-- Data excerpts --
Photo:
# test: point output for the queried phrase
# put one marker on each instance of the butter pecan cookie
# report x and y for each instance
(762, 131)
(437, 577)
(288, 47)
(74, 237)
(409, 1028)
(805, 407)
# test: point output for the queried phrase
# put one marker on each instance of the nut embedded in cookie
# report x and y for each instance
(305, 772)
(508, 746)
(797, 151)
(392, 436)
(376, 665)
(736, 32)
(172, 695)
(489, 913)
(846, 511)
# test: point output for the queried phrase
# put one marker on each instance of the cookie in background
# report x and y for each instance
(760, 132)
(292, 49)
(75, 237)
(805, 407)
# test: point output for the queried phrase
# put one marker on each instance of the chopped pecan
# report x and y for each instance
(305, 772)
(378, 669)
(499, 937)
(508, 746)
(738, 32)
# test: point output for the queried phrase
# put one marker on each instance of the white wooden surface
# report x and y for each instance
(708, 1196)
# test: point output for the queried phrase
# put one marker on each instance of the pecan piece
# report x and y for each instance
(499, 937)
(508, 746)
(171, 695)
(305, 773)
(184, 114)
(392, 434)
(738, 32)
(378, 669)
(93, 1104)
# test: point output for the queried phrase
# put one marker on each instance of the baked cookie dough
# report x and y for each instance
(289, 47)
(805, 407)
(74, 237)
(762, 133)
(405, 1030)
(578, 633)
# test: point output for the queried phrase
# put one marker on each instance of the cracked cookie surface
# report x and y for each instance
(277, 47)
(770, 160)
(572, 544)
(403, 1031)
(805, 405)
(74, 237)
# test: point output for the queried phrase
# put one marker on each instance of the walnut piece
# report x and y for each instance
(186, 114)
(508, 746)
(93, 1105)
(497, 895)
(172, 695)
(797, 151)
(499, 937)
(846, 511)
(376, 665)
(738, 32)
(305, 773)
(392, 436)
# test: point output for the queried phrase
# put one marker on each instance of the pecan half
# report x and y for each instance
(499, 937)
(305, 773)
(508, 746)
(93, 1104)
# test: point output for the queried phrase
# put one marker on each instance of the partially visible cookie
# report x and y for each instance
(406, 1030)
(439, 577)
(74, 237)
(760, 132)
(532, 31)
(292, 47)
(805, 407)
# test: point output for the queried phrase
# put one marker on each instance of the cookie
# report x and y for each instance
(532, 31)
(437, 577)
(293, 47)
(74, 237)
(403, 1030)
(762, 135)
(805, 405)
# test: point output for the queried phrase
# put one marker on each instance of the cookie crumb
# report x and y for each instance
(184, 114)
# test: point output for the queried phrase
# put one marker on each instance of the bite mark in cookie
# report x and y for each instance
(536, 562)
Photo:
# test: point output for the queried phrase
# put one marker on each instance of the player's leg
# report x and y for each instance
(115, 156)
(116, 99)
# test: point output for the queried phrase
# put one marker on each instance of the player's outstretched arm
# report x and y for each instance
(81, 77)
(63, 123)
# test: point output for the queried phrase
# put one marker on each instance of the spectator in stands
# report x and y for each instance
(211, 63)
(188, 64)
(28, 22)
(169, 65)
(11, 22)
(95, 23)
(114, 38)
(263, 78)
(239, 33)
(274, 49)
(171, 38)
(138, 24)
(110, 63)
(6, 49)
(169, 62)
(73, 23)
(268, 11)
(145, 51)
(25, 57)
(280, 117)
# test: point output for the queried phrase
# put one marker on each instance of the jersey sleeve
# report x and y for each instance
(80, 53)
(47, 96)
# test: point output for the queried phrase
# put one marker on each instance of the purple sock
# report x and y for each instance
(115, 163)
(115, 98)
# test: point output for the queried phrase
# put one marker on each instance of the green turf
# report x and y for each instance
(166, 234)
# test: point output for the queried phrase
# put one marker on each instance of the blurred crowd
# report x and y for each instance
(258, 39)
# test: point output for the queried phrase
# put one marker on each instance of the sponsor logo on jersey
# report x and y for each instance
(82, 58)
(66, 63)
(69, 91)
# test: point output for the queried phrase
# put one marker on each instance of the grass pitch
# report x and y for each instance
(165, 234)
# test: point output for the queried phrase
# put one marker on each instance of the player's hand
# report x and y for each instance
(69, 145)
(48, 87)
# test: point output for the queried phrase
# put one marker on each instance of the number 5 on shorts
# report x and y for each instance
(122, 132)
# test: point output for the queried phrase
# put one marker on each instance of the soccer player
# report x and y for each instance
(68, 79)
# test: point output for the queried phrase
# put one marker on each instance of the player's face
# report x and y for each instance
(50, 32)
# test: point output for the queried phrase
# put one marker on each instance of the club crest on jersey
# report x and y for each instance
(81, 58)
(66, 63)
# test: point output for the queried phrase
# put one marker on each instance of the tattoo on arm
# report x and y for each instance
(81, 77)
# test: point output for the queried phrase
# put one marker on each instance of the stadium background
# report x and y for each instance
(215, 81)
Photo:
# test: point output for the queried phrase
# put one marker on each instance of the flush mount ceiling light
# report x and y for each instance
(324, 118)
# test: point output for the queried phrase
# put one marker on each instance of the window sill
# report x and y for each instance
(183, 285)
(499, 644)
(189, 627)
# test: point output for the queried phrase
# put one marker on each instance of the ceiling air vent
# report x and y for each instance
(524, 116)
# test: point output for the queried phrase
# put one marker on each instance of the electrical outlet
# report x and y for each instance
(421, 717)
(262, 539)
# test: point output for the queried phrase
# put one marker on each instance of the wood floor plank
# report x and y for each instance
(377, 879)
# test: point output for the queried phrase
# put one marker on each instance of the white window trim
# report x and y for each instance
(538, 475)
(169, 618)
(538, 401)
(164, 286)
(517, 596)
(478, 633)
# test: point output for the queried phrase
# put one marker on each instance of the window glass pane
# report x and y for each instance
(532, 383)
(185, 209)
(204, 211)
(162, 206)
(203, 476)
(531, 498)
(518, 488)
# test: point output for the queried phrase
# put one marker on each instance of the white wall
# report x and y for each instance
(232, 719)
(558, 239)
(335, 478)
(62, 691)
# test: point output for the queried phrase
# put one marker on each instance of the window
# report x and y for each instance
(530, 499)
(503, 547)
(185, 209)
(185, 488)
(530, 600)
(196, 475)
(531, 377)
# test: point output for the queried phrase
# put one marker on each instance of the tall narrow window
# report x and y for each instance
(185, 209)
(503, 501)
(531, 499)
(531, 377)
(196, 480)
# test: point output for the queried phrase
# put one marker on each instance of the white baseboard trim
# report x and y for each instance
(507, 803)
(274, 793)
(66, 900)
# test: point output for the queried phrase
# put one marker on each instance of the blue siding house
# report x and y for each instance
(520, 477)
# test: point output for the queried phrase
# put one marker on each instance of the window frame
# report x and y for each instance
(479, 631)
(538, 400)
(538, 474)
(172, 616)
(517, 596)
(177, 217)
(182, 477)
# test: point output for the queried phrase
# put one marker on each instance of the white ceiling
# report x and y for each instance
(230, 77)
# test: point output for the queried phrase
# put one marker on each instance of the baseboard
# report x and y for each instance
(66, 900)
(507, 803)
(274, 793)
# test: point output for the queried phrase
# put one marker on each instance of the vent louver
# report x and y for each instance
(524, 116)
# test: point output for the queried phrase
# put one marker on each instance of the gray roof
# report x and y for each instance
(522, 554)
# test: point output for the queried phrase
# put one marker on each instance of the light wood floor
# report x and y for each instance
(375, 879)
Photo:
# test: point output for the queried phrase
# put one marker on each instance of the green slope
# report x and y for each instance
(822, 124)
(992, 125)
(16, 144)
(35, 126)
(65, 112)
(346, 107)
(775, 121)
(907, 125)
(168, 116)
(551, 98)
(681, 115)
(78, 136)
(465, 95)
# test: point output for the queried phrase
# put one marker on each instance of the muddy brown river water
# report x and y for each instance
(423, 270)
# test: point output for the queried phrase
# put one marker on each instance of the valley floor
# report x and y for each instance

-- Problem statement --
The answer should be an exact copy of the data.

-- Answer to the problem --
Photo:
# test: point output for the queried phrase
# put one marker on each instance of the butter pecan cookie
# report x and y for each instance
(762, 131)
(437, 577)
(288, 47)
(74, 237)
(409, 1028)
(805, 407)
# test: point output for the queried phrase
# put one marker on each instance of the nut embedded in cookie
# report x and y for each instance
(305, 772)
(508, 746)
(797, 151)
(392, 436)
(376, 665)
(736, 32)
(172, 695)
(489, 913)
(846, 511)
# test: point output for the queried phrase
# put one marker on each instance of the cookie in background
# report x and y for each instance
(760, 132)
(292, 49)
(75, 237)
(805, 407)
# test: point output for the queried phrase
# put one marker on each instance of the chopped pecan
# report x and y for each instance
(305, 772)
(378, 669)
(499, 937)
(508, 746)
(738, 32)
# test: point output for the queried phrase
# put one marker on each instance of the white wooden surface
# report x and y for each instance
(708, 1196)
# test: point output for the queried phrase
# put one marker on each instance of the pecan piece
# report x and y for each instance
(499, 937)
(508, 746)
(171, 695)
(305, 773)
(184, 114)
(392, 434)
(738, 32)
(378, 669)
(93, 1104)
# test: point output for the queried phrase
# put one marker on each instance of the baked cookie dough
# report x and y for each instance
(289, 47)
(805, 407)
(74, 237)
(762, 133)
(405, 1030)
(578, 633)
# test: point output for the queried phrase
# put one marker on each instance of the cracked cookie surface
# report x and y for each instance
(277, 47)
(770, 160)
(572, 544)
(403, 1031)
(805, 405)
(74, 237)
# test: point output for the queried phrase
# put one marker on each instance of the walnut piece
# report x and y for each instance
(186, 114)
(508, 746)
(93, 1105)
(497, 895)
(172, 695)
(797, 151)
(499, 937)
(846, 511)
(376, 665)
(738, 32)
(305, 773)
(392, 436)
# test: point output for the queried phrase
# put one marker on each instance of the pecan half
# report x and y for each instance
(499, 937)
(305, 773)
(508, 746)
(93, 1104)
# test: point output for the queried phrase
# put one marker on each instance of the partially visible cookie
# report x and y for each instance
(406, 1030)
(439, 577)
(74, 237)
(760, 132)
(532, 31)
(292, 47)
(805, 407)
# test: point output for the queried phrase
# put one marker on each instance of the cookie
# report x and y for each instance
(532, 31)
(437, 577)
(293, 47)
(74, 237)
(403, 1030)
(762, 135)
(805, 405)
# test: point output for the queried phrase
# put one marker on each instance of the cookie crumb
# report x and y for each instance
(184, 114)
# test: point output for the queried phrase
# put one marker on each instance of the bite mark in cookie
# report x and y for each instance
(536, 562)
Photo:
# test: point output for the queried phrase
# put one marker on each instance of the player's leg
# report x and y for each instance
(115, 156)
(116, 99)
# test: point output for the queried phrase
# put one marker on each instance of the player's outstretched arm
# report x and y for each instance
(81, 77)
(63, 123)
# test: point output for the queried phrase
# put one marker on each instance of the spectator in stands
# report x and y for each instance
(211, 63)
(188, 64)
(28, 22)
(169, 65)
(11, 22)
(95, 23)
(114, 38)
(263, 78)
(239, 33)
(274, 49)
(171, 38)
(138, 24)
(110, 63)
(6, 49)
(169, 62)
(73, 23)
(268, 11)
(145, 51)
(25, 57)
(280, 117)
# test: point output for the queried phrase
# put one marker on each instance of the jersey sleeve
# report x and y for each instance
(80, 53)
(47, 96)
# test: point output for the queried phrase
# put one marker on each instance of the purple sock
# report x and y for each instance
(115, 163)
(115, 98)
# test: point output for the queried phrase
# put one marker on each instance of the green turf
# report x and y for each instance
(166, 234)
# test: point output for the queried phrase
# put one marker on each instance of the blurred crowd
# report x and y for each instance
(258, 39)
# test: point output for the queried phrase
# put one marker on each instance of the sponsor logo on jersey
# report x and y for each instance
(82, 58)
(66, 63)
(69, 91)
# test: point output for the queried phrase
# put one marker on each instance of the grass pitch
# report x and y for each instance
(165, 234)
# test: point output for the queried phrase
# put one marker on each instance of the player's hand
# report x and y for each instance
(69, 145)
(48, 87)
# test: point output for the queried phrase
# put one marker on each instance of the number 5 on shorts
# report x and y for each instance
(122, 132)
# test: point output for the queried phrase
# put one marker on each instance of the soccer player
# report x and y for each instance
(68, 79)
# test: point output for the queried phrase
# put one marker on each instance of the player's face
# report x and y for each instance
(50, 32)
# test: point output for the queried phrase
# put one marker on each instance of the club crest on jersey
# report x and y for each instance
(81, 58)
(66, 63)
# test: point output for the queried phrase
# put one marker on each instance of the tattoo on arm
# report x and y for each instance
(81, 77)
# test: point output for the queried phrase
# put one marker on each instance of the stadium background
# report x and y for each instance
(215, 81)
Photo:
# test: point output for the queried phrase
# put one marker on each instance of the flush mount ceiling light
# report x and y for each instance
(324, 118)
# test: point output for the queried phrase
# put one marker on each instance of the window sill
# report x and y for each instance
(183, 285)
(499, 644)
(189, 627)
# test: point output for the queried phrase
# put one marker on each instance of the ceiling air vent
# report x and y for each instance
(524, 116)
# test: point output for the queried phrase
# put one marker on each instance of the electrical outlet
# report x and y for each instance
(421, 717)
(262, 539)
# test: point output for the queried phrase
# put one marker on each instance of the wood floor plank
# report x and y for each instance
(377, 879)
# test: point output for the queried phrase
# put one marker on each instance of the white window trim
# report x and y for each instance
(538, 475)
(169, 618)
(538, 401)
(164, 286)
(517, 596)
(478, 633)
# test: point output for the queried phrase
# put one marker on each instance of the window glass pane
# report x and y for each instance
(532, 383)
(185, 209)
(204, 211)
(162, 206)
(203, 476)
(531, 498)
(518, 488)
# test: point output for the queried phrase
# put one marker on each instance of the white wall
# report x and y for each instance
(232, 719)
(558, 239)
(335, 478)
(62, 691)
# test: point output for the queried phrase
# put one marker on each instance of the window
# report x and y for each instance
(530, 499)
(503, 547)
(185, 209)
(185, 488)
(530, 600)
(196, 475)
(531, 377)
# test: point output for the queried phrase
# put one marker on each instance of the tall narrow window
# report x and y for each instance
(185, 209)
(503, 501)
(531, 499)
(531, 377)
(196, 480)
# test: point output for the queried phrase
# put one marker on each instance of the white baseboard trim
# report x and y for each instance
(507, 803)
(274, 793)
(66, 900)
# test: point output for the queried phrase
# put one marker on each instance of the blue siding house
# report x and y for each instance
(520, 477)
# test: point output for the queried phrase
# put one marker on each instance of the window frame
# report x and y for each instance
(479, 631)
(538, 400)
(538, 474)
(172, 616)
(517, 596)
(177, 217)
(182, 477)
# test: point output for the queried phrase
# put one marker on each instance of the white ceiling
# report x and y for each instance
(230, 77)
# test: point output for the queried phrase
# put one marker on each instance of the baseboard
# report x and y for each instance
(66, 900)
(507, 803)
(274, 793)
# test: point output for the queried phrase
# put one marker on each instance of the vent louver
# report x and y for each instance
(524, 116)
# test: point output for the queried phrase
# put one marker on each instance of the gray roof
# report x and y for each instance
(522, 554)
# test: point output for the queried phrase
# put one marker on each instance of the light wood floor
# report x and y for each instance
(375, 879)
Photo:
# test: point output for the queried phrase
# put one marker on each instance of the green slope
# report x and y for each instance
(822, 124)
(992, 125)
(16, 144)
(35, 126)
(65, 112)
(346, 107)
(775, 121)
(907, 125)
(168, 116)
(551, 98)
(681, 115)
(78, 136)
(465, 95)
# test: point output for the queried phrase
# put one marker on each instance of the muddy brown river water
# report x and y for each instance
(423, 270)
# test: point output for the queried phrase
# put one marker on each instance of the valley floor
# report x and y for each instance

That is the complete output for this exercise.